─── Records for this exercise

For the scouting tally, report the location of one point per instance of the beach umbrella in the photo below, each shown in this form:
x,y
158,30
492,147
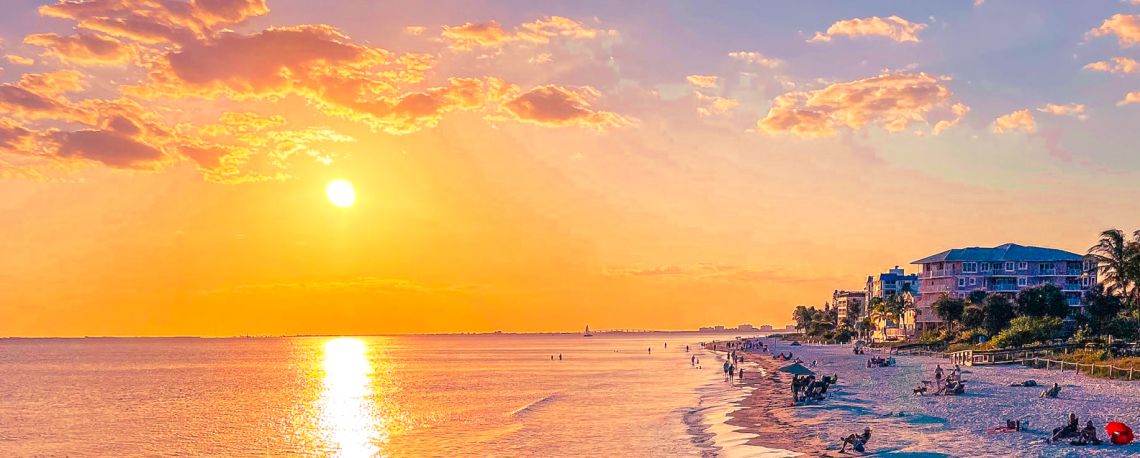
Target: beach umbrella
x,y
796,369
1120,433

──────
─── Records for this exercise

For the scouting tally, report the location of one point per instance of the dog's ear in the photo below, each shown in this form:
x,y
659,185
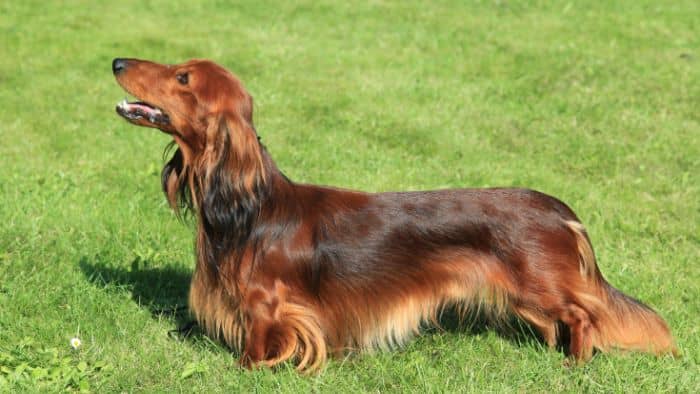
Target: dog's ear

──────
─── Records for this exercise

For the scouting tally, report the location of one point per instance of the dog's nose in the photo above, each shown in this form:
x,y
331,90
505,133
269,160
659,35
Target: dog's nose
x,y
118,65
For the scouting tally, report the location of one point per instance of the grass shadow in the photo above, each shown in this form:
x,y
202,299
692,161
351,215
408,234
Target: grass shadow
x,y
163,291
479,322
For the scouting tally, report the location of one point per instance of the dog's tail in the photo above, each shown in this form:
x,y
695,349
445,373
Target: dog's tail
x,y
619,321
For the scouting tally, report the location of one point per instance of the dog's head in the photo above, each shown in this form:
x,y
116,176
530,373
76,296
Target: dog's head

──────

Objective: Turn the lines, starting with the line that contains "the dog's head" and going on through the line that contains "Target: dog's head", into a Markdown table with a No column numbering them in order and a Line column holding each line, leaving out any blank lines.

Written answer:
| No | Line |
|---|---|
| 1 | For the scouting tally, report the location of one point per instance of the dog's head in the photo above, each shown in this form: |
| 2 | x,y |
| 3 | 116,176 |
| 4 | 530,373 |
| 5 | 76,296 |
| 6 | Target: dog's head |